Texto para leitura -
────────
O mecanismo pipeline possibilitou depósitos de patentes em campos tecnológicos não reconhecidos até então no país, permitindo a proteção patentária de produtos farmacêuticos e alimentícios, entre outros. Ao todo foram depositadas 1.182 patentes por esse mecanismo, entre elas estão medicamentos importantes para o tratamento do HIV/AIDS e leucemia, por exemplo.
Para o MPF, o conhecimento que já está em domínio público integra o patrimônio comum da sociedade. "O que fez o legislador, por via oblíqua, foi promover uma espécie de expropriação de um bem comum do povo sem qualquer amparo constitucional."
────────
Material fornecido -
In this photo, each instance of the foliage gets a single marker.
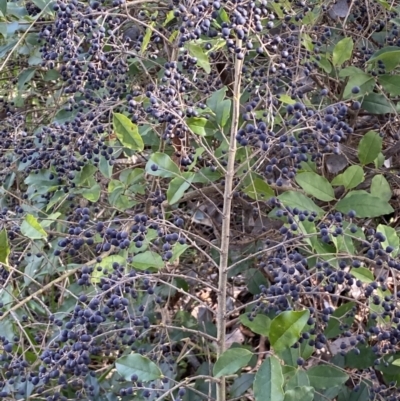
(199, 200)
────────
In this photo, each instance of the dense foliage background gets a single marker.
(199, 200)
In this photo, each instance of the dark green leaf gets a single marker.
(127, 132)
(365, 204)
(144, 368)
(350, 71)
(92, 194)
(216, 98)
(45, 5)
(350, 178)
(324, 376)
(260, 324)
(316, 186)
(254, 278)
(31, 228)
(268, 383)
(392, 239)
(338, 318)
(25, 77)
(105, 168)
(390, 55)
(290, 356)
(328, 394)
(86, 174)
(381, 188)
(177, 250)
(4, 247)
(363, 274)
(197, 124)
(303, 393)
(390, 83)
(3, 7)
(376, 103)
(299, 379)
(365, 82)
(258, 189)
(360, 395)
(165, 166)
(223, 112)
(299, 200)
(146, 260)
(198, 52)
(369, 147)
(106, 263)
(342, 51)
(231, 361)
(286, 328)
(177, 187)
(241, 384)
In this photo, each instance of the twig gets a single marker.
────────
Sobre a tarefa -
Copie de novo tudo desde "O mecanismo pipeline" até "leucemia, por exemplo." no texto sobre as patentes pipeline, chamando de "remédios" o que ali aparece como "medicamentos".

Exercício resolvido -
O mecanismo pipeline possibilitou depósitos de patentes em campos tecnológicos não reconhecidos até então no país, permitindo a proteção patentária de produtos farmacêuticos e alimentícios, entre outros. Ao todo foram depositadas 1.182 patentes por esse mecanismo, entre elas estão remédios importantes para o tratamento do HIV/AIDS e leucemia, por exemplo.